*TEXTE À LIRE:*
Colonisation britannique et émergence du nationalisme hindou

Avant d’entrer en profondeur dans les méandres du nationalisme hindou, il faut déjà s’intéresser au développement du sentiment identitaire en Inde, intimement lié à une quête de liberté et de souveraineté contre les colons britanniques.

Les ravages identitaires de la colonisation britannique en Inde

Il faut remonter à 1757 pour voir les premières traces de la colonisation de l’Inde par les Britanniques. C’est en effet lors de la bataille de Plassey que la Compagnie des Indes orientales est venue acter sa domination dans le pays à la suite d’une victoire militaire contre les armées du Bengale, aux dépens du Royaume de France qui en avait alors le contrôle.

L’Inde s’est ainsi retrouvée asservie par une entreprise commerciale anglaise, qui, au fur et à mesure qu’elle renforçait son emprise économique sur le pays, a fini par exercer un véritable contrôle politique et militaire sur de vastes territoires du sous-continent.

Toutefois, cette domination britannique n’a pas été sans conséquences pour les Indiens, qui ont dû subir pour cela des politiques oppressives, des injustices sociales et des abus de pouvoir. Les cipayes, soldats indiens servant dans l’armée de la Compagnie, étaient notamment soumis à de mauvaises conditions de service, à de la discrimination, à un traitement injuste par rapport à leurs homologues britanniques.

Les cipayes ont finalement décidé de se révolter en 1857, après que la Compagnie ait décidé d’enduire les cartouches en papier de graisses animales de porc et de boeuf, qu’il fallait à l’époque mordre pour pouvoir les ouvrir et ainsi charger le fusil. Une insulte grave à l’identité des Indiens musulmans et hindous, qui a conduit à de multiples refus de manipulation des cartouches, et finalement à plusieurs actes de mutinerie.

(Identification de lieux)

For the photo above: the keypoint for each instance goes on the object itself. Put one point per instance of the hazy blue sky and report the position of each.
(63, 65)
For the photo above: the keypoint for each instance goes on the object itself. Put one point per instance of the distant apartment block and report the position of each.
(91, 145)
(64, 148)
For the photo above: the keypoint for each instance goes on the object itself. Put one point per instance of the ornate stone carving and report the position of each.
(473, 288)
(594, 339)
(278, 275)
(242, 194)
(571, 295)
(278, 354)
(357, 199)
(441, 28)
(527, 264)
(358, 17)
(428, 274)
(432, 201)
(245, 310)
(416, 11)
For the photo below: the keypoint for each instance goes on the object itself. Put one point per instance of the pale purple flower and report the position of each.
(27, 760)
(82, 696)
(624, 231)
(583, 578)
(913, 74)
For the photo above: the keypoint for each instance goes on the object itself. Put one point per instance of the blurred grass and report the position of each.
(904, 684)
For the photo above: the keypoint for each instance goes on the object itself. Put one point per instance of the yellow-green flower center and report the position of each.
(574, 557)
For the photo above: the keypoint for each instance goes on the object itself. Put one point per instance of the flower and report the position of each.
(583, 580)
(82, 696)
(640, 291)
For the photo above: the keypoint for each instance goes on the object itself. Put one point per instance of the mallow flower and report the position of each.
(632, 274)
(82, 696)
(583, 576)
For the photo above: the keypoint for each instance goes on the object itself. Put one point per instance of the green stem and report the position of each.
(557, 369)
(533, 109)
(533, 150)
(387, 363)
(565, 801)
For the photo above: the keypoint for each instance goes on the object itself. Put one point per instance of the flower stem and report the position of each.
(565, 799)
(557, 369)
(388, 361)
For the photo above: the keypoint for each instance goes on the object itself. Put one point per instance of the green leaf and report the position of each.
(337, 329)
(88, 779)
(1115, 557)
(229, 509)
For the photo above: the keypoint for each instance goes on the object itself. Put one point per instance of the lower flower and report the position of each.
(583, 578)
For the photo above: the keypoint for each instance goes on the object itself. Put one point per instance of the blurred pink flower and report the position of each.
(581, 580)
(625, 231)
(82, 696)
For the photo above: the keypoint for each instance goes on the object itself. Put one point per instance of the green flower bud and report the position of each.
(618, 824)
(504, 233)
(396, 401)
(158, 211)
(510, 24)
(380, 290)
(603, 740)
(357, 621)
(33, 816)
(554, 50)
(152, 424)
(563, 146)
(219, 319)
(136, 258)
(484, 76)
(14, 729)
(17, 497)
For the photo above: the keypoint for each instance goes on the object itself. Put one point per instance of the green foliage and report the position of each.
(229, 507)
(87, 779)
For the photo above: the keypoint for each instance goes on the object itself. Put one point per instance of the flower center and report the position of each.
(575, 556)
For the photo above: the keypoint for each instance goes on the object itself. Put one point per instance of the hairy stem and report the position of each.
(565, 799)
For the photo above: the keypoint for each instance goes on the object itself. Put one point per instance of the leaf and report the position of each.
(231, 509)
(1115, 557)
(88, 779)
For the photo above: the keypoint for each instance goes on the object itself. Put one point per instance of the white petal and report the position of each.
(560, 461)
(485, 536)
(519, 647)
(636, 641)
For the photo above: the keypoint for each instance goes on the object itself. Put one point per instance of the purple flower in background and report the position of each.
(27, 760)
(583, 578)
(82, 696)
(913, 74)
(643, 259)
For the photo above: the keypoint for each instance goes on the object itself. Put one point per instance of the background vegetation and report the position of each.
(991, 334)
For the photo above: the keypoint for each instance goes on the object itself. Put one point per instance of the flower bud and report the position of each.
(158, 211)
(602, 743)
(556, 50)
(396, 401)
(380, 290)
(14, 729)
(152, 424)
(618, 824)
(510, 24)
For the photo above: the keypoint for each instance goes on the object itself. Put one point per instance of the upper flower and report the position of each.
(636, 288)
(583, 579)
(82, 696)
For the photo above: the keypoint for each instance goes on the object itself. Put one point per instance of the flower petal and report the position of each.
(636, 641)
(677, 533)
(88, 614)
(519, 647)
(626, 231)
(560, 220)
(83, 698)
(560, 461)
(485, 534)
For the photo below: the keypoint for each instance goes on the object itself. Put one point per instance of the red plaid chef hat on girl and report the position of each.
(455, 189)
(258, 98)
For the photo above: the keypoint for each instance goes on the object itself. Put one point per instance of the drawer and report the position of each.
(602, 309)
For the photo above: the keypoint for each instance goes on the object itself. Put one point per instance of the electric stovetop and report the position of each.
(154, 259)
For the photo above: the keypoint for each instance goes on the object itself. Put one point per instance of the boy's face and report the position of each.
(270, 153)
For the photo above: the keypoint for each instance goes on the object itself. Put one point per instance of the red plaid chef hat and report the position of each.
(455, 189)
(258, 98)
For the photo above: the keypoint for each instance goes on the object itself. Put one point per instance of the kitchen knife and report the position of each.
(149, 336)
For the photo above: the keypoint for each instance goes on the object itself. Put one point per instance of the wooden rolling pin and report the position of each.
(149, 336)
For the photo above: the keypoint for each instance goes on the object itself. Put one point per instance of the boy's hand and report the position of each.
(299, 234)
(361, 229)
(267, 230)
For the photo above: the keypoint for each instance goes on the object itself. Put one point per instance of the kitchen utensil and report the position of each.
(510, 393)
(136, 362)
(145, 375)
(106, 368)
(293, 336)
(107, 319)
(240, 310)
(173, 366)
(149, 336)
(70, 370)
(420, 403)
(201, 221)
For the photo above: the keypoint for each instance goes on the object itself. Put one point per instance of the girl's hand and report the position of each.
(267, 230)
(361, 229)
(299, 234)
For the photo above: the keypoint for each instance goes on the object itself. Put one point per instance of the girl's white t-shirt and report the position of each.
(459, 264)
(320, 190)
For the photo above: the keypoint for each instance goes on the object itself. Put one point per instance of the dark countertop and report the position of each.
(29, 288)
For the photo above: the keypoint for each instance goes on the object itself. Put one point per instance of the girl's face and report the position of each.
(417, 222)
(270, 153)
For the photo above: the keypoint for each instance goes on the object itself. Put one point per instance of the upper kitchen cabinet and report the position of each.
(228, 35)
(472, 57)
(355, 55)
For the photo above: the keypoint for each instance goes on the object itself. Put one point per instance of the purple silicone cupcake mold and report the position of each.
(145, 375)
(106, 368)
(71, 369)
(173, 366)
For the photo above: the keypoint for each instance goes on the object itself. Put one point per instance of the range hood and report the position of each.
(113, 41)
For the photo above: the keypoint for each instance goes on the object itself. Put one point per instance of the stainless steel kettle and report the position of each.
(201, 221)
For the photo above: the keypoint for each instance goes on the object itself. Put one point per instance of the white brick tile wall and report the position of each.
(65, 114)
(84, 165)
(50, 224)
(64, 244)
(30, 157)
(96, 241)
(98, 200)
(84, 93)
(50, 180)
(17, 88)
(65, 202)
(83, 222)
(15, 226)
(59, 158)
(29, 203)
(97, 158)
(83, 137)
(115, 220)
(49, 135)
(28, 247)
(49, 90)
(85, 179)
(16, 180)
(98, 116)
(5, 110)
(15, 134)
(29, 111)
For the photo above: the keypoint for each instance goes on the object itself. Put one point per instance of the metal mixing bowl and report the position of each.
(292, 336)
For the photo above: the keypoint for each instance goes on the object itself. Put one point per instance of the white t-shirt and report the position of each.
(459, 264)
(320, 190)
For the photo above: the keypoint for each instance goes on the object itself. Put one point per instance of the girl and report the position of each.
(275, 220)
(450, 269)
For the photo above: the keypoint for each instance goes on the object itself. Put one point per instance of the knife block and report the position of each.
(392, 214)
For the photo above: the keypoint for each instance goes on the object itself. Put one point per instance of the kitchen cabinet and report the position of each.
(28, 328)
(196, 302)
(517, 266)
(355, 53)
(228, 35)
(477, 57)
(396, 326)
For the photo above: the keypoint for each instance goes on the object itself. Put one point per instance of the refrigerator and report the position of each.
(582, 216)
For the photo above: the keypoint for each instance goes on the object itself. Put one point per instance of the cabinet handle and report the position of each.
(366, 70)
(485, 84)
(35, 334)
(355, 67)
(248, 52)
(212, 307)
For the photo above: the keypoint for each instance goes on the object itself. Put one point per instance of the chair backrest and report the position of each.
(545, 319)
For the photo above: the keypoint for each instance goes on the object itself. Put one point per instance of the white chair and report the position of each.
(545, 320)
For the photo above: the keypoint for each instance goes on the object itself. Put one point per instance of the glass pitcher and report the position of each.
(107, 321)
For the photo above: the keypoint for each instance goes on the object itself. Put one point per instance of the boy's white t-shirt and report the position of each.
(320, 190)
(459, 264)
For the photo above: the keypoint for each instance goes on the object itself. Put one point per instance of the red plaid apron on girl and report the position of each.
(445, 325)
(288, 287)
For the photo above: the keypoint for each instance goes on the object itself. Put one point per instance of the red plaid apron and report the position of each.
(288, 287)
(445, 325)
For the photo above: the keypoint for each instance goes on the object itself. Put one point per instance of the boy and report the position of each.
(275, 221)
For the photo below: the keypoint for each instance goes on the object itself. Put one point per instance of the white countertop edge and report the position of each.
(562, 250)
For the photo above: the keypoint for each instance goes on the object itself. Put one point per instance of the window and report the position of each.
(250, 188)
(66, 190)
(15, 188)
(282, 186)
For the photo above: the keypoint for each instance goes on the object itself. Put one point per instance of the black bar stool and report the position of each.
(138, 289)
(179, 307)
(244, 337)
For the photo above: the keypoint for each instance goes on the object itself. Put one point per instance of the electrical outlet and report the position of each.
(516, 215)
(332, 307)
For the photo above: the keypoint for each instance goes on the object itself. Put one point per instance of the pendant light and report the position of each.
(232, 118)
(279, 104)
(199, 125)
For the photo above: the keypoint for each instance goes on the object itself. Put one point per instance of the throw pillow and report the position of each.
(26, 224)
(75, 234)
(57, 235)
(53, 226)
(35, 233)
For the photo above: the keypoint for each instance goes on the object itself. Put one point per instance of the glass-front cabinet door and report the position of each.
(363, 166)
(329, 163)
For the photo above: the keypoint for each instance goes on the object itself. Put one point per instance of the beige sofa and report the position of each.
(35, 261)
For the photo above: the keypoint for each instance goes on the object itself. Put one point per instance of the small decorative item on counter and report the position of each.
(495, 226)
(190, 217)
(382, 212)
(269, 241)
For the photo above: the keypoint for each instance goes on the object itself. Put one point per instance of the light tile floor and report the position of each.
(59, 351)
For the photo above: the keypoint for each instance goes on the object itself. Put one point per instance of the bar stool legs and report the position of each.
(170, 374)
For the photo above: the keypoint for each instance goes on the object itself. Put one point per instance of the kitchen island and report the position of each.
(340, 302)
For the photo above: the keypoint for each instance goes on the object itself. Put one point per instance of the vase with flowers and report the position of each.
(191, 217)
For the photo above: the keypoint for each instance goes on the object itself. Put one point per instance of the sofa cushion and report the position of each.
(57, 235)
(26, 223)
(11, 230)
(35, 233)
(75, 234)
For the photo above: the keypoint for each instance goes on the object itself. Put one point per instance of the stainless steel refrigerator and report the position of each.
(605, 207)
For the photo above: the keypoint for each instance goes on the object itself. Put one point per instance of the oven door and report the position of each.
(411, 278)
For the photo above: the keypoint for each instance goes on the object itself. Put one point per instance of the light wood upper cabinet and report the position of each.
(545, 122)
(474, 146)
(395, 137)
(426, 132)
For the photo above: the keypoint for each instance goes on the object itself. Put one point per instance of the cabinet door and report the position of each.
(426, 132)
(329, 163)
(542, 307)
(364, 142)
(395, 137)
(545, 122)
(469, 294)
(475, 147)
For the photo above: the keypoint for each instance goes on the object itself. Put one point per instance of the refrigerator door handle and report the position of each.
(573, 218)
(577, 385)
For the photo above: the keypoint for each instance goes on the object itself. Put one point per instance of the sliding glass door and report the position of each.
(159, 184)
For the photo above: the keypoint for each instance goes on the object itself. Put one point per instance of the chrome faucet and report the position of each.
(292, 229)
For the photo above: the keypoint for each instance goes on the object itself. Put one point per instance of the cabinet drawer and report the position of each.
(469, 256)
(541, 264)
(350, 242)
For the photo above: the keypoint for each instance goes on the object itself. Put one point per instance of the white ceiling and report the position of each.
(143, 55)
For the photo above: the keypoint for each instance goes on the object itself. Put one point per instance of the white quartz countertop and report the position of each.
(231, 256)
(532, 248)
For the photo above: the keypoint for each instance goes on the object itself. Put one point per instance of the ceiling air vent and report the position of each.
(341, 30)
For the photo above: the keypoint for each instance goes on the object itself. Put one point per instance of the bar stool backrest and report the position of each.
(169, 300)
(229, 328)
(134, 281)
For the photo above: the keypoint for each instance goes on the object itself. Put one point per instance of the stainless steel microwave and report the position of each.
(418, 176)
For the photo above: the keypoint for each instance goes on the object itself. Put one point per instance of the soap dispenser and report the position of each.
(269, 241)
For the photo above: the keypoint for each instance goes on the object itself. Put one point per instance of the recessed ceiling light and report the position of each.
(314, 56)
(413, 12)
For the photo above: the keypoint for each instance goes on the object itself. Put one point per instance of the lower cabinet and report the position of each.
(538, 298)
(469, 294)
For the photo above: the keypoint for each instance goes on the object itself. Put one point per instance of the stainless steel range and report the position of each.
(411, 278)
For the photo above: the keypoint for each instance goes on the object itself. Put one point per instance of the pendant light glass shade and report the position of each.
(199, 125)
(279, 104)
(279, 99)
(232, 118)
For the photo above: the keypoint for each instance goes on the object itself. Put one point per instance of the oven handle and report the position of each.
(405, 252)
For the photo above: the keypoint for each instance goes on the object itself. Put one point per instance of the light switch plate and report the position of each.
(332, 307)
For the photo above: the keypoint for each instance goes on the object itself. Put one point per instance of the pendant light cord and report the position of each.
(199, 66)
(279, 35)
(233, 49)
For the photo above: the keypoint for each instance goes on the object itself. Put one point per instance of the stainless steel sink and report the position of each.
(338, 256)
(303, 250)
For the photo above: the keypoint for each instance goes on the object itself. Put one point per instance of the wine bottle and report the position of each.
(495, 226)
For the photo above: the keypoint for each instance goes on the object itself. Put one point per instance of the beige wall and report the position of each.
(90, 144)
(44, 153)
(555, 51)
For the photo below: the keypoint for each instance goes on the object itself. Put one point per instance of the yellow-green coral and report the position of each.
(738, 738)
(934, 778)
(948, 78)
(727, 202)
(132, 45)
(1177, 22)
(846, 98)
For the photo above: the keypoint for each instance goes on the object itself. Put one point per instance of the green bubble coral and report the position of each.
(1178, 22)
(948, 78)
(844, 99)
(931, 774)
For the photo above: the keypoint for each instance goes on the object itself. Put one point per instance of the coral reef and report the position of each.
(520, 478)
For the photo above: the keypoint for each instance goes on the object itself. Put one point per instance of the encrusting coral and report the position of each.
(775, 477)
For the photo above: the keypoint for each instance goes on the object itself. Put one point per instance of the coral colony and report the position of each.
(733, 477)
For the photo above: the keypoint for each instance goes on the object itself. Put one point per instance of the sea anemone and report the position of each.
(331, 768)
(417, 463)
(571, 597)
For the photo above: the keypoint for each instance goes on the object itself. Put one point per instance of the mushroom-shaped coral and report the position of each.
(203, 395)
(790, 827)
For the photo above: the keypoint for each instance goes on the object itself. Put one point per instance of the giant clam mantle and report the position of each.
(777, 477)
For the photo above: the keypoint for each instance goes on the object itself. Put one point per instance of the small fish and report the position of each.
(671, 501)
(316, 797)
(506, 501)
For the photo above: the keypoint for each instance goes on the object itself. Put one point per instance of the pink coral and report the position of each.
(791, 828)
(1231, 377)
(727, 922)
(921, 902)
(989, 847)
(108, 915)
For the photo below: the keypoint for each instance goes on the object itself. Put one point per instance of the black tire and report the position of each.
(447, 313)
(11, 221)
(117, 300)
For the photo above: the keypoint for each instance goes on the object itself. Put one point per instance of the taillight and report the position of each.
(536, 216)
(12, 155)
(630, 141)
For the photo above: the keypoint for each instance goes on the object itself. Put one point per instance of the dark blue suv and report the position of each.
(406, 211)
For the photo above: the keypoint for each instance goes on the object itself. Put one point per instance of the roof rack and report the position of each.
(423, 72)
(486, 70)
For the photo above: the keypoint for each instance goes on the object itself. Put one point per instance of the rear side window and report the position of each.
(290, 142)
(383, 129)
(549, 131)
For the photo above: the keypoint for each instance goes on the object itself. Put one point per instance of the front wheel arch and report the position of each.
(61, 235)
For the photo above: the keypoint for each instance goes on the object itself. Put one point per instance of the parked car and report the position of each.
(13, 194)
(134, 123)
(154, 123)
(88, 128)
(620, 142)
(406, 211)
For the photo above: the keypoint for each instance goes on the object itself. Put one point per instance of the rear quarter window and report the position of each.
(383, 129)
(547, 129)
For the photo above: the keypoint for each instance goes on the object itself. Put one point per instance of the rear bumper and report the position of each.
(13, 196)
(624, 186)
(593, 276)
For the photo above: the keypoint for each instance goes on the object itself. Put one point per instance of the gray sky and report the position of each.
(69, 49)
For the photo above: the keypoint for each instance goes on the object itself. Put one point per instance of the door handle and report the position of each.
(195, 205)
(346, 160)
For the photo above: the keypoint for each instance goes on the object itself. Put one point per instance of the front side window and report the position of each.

*CONSIGNE ÉCRITE 1:* Les affirmations suivantes concordent-elles avec le texte sur la colonisation britannique de l'Inde ? (a) Les cipayes étaient des soldats indiens au service de l'armée de la Compagnie. (b) La révolte des cipayes a éclaté en 1757. (c) Avant la bataille de Plassey, le Bengale était sous le contrôle du Royaume d'Espagne. Pour chacune, répondez par oui ou par non et citez mot pour mot les termes décisifs du texte.
*CONSIGNE ÉCRITE 2:* Recopiez à l'identique le passage du texte sur la colonisation britannique de l'Inde allant de « L’Inde s’est ainsi » jusqu'à « territoires du sous-continent. ».
*CONSIGNE ÉCRITE 3:* Prolongez le texte sur la colonisation britannique de l'Inde à partir de sa dernière phrase.

*RÉPONSE ATTENDUE 1:*
(a) Oui : « soldats indiens servant dans l’armée de la Compagnie ».
(b) Non : « Les cipayes ont finalement décidé de se révolter en 1857 ».
(c) Non : « aux dépens du Royaume de France qui en avait alors le contrôle ».

*RÉPONSE ATTENDUE 2:*
L’Inde s’est ainsi retrouvée asservie par une entreprise commerciale anglaise, qui, au fur et à mesure qu’elle renforçait son emprise économique sur le pays, a fini par exercer un véritable contrôle politique et militaire sur de vastes territoires du sous-continent.

*RÉPONSE ATTENDUE 3:*
En complément de cela, un grand soulèvement populaire s’est déclenché dans le nord et le centre de l’Inde, menaçant alors grandement le contrôle britannique dans les Indes. Écrasant tant bien que mal la révolte, la désavouée Compagnie britannique des Indes a fini en 1858 par transférer son pouvoir à la Couronne, donnant ainsi naissance au Raj britannique, et à une nouvelle organisation administrative.

L’Inde s’est ainsi retrouvée divisée en deux territoires distincts. D’un côté, il y avait une Inde britannique, dirigée par un vice-roi nommé par le gouvernement britannique à Londres, lui-même assisté dans ses fonctions par un gouvernement central dans la capitale indienne, ainsi que par des administrations provinciales dans différentes régions de l’Inde. De l’autre côté, il y avait les États princiers, qui étaient quant à eux dirigés par un souverain indien reconnaissant la suzeraineté de la couronne britannique.

Si la différence d’autonomie était claire et nette, elle n’a pas vraiment eu d’impact positif sur l’identité indienne, qui s’est dans les deux cas retrouvée reléguée à l’arrière-plan. En cause, le fait que les Britanniques ont continué à vouloir faire régner partout un impérialisme culturel, politique, social et religieux dans un pays aux mœurs bien différentes de l’Angleterre.

C’est ainsi dans ce contexte de ras-le-bol des conséquences de la colonisation sur l’identité indienne qu’est apparu le nationalisme hindou.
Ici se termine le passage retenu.